> [Document text]
----

University of Virginia researchers have established new guidelines for scientists mapping out the body molecule by molecule to help us better understand how our cells use metals such as iron and magnesium to maintain good health. The guidelines ultimately will benefit the battle against diseases such as cancer, assist in the development of new drugs, and ensure scientific results are accurate and can be reproduced.
The new protocols aim to help scientists in the field of X-ray crystallography avoid potential pitfalls that could inadvertently compromise their work. X-ray crystallography reveals things far smaller than a scientist using a traditional light microscope could ever hope to see. It works a bit like sonar – scientists bombard molecules with X-rays, then measure the angles as the X-rays bounce off, or “diffract.” They can then use that information to calculate the shape of their target.

----

> [Data for analysis]
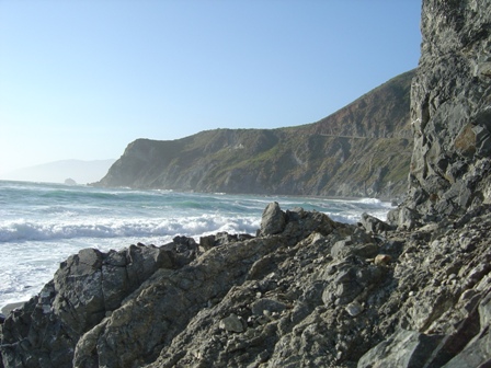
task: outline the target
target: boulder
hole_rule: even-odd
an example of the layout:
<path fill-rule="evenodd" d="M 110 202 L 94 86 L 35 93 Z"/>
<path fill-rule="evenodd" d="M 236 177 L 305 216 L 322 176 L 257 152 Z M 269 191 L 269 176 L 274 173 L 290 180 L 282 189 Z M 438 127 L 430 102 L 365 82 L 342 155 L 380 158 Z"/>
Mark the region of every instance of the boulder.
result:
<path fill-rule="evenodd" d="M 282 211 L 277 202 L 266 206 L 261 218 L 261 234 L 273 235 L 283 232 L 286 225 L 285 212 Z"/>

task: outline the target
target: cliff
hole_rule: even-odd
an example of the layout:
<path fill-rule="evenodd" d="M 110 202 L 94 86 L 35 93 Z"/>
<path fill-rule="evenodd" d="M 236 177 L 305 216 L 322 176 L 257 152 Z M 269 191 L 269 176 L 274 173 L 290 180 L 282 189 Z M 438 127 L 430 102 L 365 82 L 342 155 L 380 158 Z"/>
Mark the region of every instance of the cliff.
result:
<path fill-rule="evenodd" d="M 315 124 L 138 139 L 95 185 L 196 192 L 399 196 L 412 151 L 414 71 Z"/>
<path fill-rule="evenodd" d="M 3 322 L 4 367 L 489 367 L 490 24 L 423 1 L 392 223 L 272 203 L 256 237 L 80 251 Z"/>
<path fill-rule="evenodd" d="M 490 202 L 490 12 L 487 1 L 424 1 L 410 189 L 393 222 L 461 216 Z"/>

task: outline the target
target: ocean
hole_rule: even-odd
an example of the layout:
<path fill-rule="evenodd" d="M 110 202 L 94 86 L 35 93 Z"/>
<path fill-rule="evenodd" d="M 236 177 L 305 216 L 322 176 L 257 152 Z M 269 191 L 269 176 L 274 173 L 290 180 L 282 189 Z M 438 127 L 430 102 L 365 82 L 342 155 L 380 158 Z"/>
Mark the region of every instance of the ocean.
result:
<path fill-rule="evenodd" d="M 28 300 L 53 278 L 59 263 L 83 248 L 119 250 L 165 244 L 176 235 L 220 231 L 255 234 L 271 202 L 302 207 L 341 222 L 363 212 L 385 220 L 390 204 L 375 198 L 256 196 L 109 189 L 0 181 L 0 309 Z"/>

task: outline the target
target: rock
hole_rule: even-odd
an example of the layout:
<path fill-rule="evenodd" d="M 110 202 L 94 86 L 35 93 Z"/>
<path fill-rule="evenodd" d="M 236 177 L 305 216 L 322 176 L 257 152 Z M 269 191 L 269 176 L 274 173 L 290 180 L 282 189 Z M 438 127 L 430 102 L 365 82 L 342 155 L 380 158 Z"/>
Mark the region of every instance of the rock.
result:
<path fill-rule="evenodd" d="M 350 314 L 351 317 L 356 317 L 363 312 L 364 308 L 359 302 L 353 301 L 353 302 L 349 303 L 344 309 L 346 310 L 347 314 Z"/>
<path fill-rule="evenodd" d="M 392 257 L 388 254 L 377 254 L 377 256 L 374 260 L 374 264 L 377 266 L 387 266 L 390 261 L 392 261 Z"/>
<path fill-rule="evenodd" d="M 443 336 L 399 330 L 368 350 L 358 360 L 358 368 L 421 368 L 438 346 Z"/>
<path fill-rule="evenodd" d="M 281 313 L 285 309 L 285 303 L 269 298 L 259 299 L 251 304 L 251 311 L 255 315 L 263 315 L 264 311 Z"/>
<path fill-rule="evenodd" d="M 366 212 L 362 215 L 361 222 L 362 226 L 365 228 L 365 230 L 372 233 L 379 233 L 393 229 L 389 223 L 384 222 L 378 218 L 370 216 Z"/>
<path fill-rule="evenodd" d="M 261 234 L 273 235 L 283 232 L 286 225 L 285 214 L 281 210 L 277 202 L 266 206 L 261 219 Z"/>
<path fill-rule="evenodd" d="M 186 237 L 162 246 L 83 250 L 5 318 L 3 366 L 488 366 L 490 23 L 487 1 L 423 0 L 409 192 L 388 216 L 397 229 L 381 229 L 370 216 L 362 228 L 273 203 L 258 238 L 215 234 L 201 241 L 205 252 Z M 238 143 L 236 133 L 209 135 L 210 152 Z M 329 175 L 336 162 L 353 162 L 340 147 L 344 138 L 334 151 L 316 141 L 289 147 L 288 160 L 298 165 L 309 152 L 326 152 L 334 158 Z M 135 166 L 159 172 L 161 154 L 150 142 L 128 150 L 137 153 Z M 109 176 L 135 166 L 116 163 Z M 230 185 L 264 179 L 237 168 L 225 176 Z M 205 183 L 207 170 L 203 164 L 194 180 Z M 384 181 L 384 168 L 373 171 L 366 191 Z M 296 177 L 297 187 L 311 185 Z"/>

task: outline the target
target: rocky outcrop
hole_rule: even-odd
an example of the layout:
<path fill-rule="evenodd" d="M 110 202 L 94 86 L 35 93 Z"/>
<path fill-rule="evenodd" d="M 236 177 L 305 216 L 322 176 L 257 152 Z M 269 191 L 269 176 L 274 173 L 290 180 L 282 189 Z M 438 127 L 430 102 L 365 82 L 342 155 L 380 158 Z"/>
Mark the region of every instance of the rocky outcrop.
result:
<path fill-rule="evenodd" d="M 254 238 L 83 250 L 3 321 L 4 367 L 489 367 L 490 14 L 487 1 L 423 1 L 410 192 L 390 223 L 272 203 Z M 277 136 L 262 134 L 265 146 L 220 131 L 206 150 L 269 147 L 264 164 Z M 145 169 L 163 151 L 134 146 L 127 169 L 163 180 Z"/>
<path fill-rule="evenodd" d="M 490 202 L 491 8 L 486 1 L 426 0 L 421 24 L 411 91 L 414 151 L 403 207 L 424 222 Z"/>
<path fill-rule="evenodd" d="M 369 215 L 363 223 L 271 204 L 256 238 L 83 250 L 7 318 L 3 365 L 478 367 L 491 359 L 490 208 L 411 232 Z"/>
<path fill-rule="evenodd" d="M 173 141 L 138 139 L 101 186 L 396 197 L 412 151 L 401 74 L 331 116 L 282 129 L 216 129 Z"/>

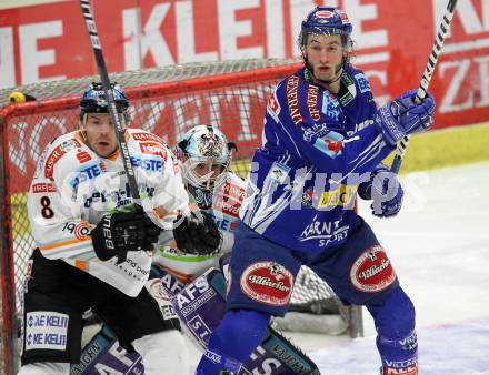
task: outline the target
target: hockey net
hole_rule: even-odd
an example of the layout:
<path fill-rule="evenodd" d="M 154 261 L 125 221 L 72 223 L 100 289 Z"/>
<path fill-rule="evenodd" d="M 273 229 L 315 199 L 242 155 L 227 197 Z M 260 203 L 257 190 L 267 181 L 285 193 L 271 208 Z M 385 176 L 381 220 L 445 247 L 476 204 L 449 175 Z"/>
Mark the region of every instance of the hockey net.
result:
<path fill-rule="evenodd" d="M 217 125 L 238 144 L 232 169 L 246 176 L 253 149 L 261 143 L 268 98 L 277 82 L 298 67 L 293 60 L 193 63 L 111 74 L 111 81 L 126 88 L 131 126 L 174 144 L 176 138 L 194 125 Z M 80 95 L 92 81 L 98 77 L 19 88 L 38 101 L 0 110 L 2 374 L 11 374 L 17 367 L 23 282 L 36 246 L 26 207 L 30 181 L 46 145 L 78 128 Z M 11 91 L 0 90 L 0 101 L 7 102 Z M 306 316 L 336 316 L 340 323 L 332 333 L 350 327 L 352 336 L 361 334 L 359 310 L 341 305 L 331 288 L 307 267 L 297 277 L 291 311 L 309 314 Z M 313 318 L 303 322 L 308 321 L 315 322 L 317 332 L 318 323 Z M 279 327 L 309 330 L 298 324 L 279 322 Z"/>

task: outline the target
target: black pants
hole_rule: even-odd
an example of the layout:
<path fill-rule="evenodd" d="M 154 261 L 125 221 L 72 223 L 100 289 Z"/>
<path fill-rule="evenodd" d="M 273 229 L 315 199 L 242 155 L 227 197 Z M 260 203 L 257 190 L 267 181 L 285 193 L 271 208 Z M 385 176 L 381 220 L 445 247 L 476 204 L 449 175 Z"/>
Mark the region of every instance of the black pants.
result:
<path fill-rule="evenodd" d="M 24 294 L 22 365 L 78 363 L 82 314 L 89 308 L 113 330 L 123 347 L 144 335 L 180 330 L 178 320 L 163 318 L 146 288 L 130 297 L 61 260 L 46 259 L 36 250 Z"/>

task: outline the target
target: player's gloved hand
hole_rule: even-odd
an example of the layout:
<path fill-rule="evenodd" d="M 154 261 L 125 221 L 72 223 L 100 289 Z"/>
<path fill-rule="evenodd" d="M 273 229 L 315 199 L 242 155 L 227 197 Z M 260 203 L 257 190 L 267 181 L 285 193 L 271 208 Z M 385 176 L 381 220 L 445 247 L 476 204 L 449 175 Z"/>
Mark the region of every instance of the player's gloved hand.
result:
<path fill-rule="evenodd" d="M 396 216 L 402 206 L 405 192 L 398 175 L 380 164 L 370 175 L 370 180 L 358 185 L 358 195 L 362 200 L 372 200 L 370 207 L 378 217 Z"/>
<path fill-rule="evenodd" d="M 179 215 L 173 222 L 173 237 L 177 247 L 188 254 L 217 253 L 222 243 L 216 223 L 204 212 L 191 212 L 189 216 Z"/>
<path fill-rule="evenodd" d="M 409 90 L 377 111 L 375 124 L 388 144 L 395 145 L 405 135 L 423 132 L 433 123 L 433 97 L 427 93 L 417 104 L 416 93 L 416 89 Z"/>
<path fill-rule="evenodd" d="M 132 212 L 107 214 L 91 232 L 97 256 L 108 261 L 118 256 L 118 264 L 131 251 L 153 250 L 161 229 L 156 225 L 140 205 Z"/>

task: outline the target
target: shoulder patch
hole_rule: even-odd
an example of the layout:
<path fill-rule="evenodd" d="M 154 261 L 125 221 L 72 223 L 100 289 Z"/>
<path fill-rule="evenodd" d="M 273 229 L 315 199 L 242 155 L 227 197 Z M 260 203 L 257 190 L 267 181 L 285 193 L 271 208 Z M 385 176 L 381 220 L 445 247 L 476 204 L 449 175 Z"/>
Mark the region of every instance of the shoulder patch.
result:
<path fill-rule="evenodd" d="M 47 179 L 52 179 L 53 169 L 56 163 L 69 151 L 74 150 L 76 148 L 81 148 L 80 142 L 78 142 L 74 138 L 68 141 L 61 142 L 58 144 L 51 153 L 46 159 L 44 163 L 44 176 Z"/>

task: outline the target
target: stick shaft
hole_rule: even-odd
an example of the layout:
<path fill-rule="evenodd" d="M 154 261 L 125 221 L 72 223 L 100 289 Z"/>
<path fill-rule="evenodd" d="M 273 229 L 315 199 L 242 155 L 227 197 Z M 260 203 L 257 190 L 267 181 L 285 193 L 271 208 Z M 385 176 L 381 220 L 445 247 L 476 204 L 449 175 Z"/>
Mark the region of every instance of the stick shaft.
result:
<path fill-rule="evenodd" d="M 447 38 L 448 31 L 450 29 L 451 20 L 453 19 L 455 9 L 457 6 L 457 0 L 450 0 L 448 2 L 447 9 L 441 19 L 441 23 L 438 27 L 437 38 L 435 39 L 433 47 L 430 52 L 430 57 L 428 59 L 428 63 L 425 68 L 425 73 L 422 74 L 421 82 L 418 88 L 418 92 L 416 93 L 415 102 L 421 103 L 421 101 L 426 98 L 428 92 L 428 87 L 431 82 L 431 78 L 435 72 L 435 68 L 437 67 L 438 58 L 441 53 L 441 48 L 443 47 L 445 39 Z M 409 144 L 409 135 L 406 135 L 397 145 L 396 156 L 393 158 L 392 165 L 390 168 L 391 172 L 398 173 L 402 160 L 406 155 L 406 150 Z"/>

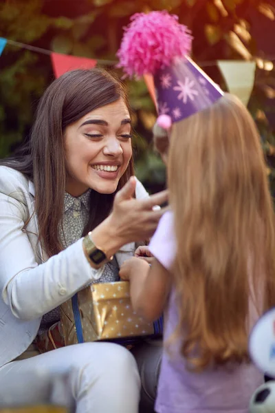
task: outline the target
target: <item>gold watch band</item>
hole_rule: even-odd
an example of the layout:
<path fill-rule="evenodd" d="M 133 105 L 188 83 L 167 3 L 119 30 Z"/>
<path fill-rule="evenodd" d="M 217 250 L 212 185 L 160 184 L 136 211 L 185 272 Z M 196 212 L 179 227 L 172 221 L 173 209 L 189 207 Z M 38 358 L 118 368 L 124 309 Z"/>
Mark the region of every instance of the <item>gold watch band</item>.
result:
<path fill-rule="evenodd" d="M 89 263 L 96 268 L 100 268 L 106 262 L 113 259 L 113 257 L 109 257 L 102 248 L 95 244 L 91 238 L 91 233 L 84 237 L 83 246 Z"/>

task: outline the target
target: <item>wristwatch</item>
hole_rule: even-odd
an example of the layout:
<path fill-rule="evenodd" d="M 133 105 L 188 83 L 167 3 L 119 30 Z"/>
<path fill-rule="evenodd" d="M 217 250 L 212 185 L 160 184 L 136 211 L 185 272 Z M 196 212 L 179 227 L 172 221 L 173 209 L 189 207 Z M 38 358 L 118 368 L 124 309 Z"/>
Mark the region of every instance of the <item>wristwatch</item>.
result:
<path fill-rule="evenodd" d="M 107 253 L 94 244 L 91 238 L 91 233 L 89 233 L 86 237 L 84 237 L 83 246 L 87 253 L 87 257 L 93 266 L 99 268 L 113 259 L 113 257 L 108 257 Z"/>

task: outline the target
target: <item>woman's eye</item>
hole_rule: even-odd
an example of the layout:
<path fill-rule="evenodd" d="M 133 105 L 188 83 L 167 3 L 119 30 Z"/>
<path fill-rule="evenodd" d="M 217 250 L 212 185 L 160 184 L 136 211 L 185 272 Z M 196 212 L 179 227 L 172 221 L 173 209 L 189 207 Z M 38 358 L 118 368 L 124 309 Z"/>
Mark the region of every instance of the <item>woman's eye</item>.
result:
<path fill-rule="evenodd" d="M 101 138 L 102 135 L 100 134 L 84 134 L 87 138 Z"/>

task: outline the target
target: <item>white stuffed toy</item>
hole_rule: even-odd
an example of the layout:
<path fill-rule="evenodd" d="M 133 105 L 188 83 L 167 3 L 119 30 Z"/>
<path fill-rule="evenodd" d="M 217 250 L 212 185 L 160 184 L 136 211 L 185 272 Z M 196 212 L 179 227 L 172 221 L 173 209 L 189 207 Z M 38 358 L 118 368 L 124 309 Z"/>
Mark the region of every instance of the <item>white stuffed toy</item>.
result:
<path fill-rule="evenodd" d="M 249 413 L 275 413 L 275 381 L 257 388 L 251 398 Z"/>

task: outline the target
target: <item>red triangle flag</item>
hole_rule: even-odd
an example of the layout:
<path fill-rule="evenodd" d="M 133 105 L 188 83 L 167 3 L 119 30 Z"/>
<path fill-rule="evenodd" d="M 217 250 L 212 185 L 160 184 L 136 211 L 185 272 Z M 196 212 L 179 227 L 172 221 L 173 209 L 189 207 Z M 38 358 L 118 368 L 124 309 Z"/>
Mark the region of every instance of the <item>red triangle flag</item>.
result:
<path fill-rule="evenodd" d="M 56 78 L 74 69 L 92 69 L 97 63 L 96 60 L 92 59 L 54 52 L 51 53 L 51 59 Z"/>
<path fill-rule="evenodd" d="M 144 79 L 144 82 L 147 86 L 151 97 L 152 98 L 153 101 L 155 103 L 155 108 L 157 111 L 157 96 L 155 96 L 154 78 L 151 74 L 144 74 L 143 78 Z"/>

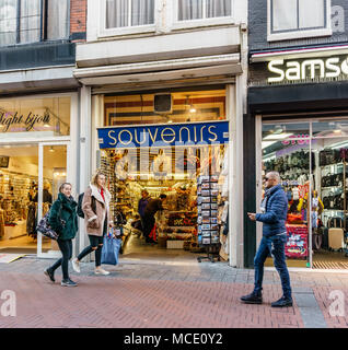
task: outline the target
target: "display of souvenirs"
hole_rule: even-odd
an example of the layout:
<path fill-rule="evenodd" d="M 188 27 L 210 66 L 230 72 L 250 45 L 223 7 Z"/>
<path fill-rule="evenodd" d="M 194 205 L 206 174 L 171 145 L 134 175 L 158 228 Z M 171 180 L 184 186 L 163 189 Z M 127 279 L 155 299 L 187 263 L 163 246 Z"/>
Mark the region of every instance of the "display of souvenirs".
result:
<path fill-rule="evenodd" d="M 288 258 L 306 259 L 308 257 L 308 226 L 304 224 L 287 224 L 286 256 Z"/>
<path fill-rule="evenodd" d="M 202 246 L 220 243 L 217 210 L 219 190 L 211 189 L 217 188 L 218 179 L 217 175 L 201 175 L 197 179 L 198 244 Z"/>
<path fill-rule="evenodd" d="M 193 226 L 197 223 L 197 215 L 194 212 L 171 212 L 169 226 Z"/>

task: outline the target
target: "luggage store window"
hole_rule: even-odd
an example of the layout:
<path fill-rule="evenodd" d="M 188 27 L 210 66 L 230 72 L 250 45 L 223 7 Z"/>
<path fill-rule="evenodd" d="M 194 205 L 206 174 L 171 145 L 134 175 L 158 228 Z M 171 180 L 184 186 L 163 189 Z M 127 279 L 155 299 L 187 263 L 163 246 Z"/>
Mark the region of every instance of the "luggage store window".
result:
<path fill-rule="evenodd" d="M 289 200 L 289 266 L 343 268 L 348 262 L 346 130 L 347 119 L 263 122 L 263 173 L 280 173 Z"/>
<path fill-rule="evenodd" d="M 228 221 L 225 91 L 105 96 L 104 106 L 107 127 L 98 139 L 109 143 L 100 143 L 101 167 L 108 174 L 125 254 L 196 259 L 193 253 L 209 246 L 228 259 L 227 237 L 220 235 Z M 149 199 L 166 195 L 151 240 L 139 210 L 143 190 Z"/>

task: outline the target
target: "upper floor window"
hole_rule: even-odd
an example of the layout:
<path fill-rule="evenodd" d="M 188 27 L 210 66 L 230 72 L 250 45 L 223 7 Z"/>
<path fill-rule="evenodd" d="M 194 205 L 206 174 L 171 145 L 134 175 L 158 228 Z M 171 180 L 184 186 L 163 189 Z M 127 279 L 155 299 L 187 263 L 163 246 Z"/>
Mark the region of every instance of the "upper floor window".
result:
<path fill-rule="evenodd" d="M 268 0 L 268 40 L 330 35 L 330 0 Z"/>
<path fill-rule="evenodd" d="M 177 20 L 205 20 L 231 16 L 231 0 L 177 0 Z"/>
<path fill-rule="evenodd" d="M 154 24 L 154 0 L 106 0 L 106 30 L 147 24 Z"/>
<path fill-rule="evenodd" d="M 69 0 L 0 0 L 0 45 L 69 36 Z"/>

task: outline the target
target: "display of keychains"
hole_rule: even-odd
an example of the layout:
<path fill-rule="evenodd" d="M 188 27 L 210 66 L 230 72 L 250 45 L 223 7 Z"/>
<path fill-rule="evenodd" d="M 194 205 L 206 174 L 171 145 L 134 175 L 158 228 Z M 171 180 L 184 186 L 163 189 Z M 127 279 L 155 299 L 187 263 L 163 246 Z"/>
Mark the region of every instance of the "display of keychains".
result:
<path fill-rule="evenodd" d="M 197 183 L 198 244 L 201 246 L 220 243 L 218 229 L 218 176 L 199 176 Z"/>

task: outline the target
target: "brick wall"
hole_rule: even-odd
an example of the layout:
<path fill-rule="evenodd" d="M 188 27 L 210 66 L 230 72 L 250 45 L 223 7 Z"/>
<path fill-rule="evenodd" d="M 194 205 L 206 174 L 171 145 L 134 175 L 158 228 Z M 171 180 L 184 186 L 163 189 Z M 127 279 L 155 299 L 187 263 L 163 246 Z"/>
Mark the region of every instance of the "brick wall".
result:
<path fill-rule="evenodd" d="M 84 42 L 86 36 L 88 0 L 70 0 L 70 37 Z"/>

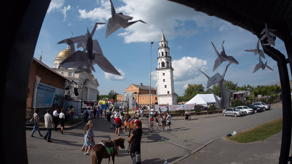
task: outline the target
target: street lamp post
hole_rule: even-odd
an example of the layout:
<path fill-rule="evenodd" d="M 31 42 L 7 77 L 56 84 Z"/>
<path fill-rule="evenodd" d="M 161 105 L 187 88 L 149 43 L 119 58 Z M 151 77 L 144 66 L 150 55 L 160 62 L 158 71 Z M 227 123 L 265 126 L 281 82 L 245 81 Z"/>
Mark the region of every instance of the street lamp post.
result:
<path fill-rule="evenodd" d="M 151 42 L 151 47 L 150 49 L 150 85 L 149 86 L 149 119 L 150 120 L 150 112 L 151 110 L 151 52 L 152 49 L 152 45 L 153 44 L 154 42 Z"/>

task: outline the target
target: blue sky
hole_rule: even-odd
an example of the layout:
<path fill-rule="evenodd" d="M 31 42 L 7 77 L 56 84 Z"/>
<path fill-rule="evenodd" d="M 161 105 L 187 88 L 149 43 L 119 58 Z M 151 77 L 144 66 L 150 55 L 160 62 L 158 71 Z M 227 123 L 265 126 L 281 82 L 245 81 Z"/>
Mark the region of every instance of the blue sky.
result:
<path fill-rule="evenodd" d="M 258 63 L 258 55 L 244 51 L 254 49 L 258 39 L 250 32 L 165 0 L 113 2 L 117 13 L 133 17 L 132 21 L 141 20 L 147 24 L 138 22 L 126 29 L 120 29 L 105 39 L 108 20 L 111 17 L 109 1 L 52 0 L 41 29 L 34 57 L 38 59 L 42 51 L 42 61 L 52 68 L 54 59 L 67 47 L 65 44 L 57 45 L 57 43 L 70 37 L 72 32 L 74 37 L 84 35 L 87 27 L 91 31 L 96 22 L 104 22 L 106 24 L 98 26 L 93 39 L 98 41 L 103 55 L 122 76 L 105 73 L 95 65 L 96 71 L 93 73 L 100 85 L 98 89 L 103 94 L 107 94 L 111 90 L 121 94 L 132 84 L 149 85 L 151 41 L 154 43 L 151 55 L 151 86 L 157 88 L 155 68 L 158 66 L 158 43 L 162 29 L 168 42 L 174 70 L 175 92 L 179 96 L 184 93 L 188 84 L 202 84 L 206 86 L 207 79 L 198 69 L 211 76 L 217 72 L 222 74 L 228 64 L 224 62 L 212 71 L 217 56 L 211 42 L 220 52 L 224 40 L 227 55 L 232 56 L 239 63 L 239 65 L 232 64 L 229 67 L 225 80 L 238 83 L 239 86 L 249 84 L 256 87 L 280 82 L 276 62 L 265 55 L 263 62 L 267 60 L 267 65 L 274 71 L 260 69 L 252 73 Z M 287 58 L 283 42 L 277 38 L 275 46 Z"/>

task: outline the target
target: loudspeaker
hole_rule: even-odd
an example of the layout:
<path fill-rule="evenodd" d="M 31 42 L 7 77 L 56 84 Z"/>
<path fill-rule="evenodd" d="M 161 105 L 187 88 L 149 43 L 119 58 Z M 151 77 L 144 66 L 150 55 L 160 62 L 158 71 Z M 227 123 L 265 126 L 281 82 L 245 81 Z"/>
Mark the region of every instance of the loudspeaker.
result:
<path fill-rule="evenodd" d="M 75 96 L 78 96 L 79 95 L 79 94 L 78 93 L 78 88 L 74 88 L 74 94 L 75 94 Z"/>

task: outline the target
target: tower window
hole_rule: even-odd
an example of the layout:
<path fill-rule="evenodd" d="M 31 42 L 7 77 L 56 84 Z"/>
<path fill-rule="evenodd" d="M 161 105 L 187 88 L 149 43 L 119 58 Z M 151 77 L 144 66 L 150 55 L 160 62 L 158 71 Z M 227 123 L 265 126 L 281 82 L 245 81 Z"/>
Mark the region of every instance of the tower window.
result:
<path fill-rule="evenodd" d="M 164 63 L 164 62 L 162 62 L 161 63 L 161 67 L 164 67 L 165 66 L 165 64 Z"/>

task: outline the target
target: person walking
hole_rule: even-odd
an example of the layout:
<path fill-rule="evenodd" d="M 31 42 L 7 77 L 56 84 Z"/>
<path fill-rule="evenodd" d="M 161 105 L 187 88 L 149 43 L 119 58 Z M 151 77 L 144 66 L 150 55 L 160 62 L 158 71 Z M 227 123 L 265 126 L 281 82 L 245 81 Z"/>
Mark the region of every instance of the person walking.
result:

----

> [What you will do]
1. From the article on the University of Virginia crystallography guidelines, output the part that opens with the words containing "The new protocols" and closes with "of their target.".
2. Finish out the next part of the article on the University of Virginia crystallography guidelines, carrying on from where it stops.

> [Set of answers]
1.
The new protocols aim to help scientists in the field of X-ray crystallography avoid potential pitfalls that could inadvertently compromise their work. X-ray crystallography reveals things far smaller than a scientist using a traditional light microscope could ever hope to see. It works a bit like sonar – scientists bombard molecules with X-rays, then measure the angles as the X-rays bounce off, or “diffract.” They can then use that information to calculate the shape of their target.

2.
It’s a tremendously complex undertaking, of course, and there are many ways for it to go wrong. The new technical guidelines, from a team led by Wladek Minor of the UVA School of Medicine, aim to prevent that.
“The compilation of the best practices and potential pitfalls for the accurate characterization of a metal binding site in any protein or virus is no easy task, and requires years of combined experience and efforts from many researchers from different areas of expertise,” Minor said. “We hope that our research will improve the quality and reliability of research that involves handling metal-containing samples and eventually contribute to promoting research reproducibility in both academic and commercial settings.”
Minor noted that metals play essential roles in many biological and cellular processes. “In the human circulatory system, for example,” he said, “serum albumin transports zinc, while iron in hemoglobin is crucial for oxygen transport to all cells, and magnesium is a component of many enzymes.”
In addition, there is an entire class of cancer drugs that is metal-based. So it is critical we have an accurate understanding of how the body interacts with metals.
“Misidentification and/or misinterpretation of metal binding sites in proteins and nucleic acids may hamper data interpretation and negatively influence future studies,” said Heping Zheng, the co-corresponding author of the paper. “Biologists, pharmacologists and scientists involved in metal-based drug development should benefit from our studies.”